### [TASK PROMPT]
Every line of the data must be copied exactly.

Items from a data source
>> begin

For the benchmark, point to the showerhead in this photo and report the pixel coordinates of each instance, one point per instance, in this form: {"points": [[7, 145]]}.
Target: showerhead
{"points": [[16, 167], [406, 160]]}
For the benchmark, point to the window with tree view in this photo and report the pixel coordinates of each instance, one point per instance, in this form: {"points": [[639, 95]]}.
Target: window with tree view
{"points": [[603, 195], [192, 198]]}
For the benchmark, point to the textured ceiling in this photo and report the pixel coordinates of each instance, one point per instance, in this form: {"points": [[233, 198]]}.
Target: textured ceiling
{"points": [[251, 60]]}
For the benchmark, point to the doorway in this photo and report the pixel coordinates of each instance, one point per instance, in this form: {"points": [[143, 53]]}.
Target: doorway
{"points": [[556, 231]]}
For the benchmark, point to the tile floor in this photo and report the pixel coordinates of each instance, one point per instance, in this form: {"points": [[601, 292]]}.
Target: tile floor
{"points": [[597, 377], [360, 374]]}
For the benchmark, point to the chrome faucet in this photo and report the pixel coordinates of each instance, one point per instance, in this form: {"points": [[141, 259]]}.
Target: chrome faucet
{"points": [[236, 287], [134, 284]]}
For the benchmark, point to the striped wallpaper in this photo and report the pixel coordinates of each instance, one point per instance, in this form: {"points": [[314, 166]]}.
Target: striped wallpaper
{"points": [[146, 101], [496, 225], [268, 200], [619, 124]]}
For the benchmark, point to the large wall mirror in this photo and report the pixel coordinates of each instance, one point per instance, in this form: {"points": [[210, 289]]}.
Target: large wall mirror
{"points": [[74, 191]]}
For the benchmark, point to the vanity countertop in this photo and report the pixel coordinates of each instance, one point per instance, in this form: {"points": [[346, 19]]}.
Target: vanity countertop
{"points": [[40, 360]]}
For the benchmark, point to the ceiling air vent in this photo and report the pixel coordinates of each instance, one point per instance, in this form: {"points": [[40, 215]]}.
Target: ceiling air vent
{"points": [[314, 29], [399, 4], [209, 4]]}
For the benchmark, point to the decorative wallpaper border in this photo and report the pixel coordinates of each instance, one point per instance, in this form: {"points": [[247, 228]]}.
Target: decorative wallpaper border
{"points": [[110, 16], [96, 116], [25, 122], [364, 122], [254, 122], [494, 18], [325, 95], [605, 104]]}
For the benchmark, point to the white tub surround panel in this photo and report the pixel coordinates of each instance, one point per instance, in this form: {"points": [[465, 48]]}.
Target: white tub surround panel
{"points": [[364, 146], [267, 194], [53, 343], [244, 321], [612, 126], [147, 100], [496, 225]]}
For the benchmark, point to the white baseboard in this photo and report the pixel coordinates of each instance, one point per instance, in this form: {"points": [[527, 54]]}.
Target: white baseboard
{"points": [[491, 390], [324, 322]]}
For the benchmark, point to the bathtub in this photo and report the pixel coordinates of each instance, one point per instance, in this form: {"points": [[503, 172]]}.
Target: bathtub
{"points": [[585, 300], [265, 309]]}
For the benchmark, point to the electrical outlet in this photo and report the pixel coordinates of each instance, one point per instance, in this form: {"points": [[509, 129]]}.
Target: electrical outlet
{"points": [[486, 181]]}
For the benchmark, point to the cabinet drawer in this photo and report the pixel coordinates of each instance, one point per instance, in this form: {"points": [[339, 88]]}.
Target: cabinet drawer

>> end

### [RESULT]
For the benchmark, point to the showerhead in this photo and report the pixel coordinates of each instance, one point per instance, in this form: {"points": [[7, 145]]}.
Target: showerhead
{"points": [[16, 167], [406, 160]]}
For the benchmark, point to the window with tree view in this photo and report the pixel coordinates of each instance, one point per instance, in this form: {"points": [[639, 95]]}.
Target: window with tree view
{"points": [[603, 195], [192, 198]]}
For the benchmark, point to the textured ceiling in this photo and report the pixel coordinates of each instance, one point per instance, in this form: {"points": [[233, 198]]}.
Target: textured ceiling
{"points": [[251, 60]]}
For the benchmark, point to the doorway in this photo and report the pixel coordinates of each instance, one point per instance, in this form: {"points": [[143, 53]]}.
Target: doorway
{"points": [[556, 231]]}
For the benchmark, point to the tile floor in this photo and report the pixel coordinates of each instance, one point per instance, in this form: {"points": [[601, 292]]}.
Target: tile floor
{"points": [[597, 377], [360, 374]]}
For the benchmark, point to the chrome faucet in this photo and report the pixel coordinates of each instance, one point per instance, in this form: {"points": [[141, 259]]}.
Target: chrome faucet
{"points": [[236, 287], [134, 284]]}
For the benchmark, point to the striped wallpaper in this photo and report the pixel coordinates of each instance, one point per instance, in this form: {"points": [[314, 166]]}.
Target: striped wallpaper
{"points": [[146, 101], [496, 225], [268, 200], [619, 124]]}
For the benchmark, point to the large wall mirror in this photo and report the pixel coordinates of each instance, one point per instance, in this form: {"points": [[210, 289]]}.
Target: large wall mirror
{"points": [[74, 191]]}
For the benchmark, point to the vanity countertop in this photo and report the pixel coordinates of each instance, one point per instance, in this form: {"points": [[346, 19]]}.
Target: vanity countertop
{"points": [[40, 360]]}
For the benchmark, point to the ceiling air vent in this photo and report the pixel coordinates of each instance, one point per instance, in this form: {"points": [[40, 215]]}.
Target: ceiling air vent
{"points": [[314, 29], [399, 4], [209, 4]]}
For the benchmark, point to the decorative wallpaper border in this photo and report the pixel coordinates of each instance, one point per instance, in this form: {"points": [[247, 228]]}.
Target: decorative wallpaper border
{"points": [[110, 16], [96, 116], [25, 122], [364, 122], [254, 122], [494, 18], [325, 95], [605, 104]]}
For the benchmark, point to the white tub surround panel in this photo and report the pixel coordinates of each instance, one point per instance, in this form: {"points": [[465, 48]]}.
Target: white tub surround panel
{"points": [[364, 146], [267, 194], [53, 343], [244, 321], [612, 126], [147, 100], [496, 225]]}
For the benchmark, point to the white baseboard in this photo and report the pixel coordinates of each instance, one point per instance, in this form: {"points": [[527, 54]]}.
Target: white baseboard
{"points": [[491, 390], [324, 322]]}
For the benchmark, point to the bathtub in this photo and report the pixel coordinates of each instance, one point per instance, in this form: {"points": [[503, 172]]}.
Target: bathtub
{"points": [[585, 300], [265, 309]]}
For the benchmark, point to the electrical outlet in this photo and report the pixel coordinates of each instance, one point per instance, in this form: {"points": [[509, 129]]}.
Target: electrical outlet
{"points": [[486, 181]]}
For the benchmark, point to the cabinet drawer in this photo and report the pixel coordinates of each instance, one point per instance, in this form: {"points": [[339, 88]]}.
Target: cabinet drawer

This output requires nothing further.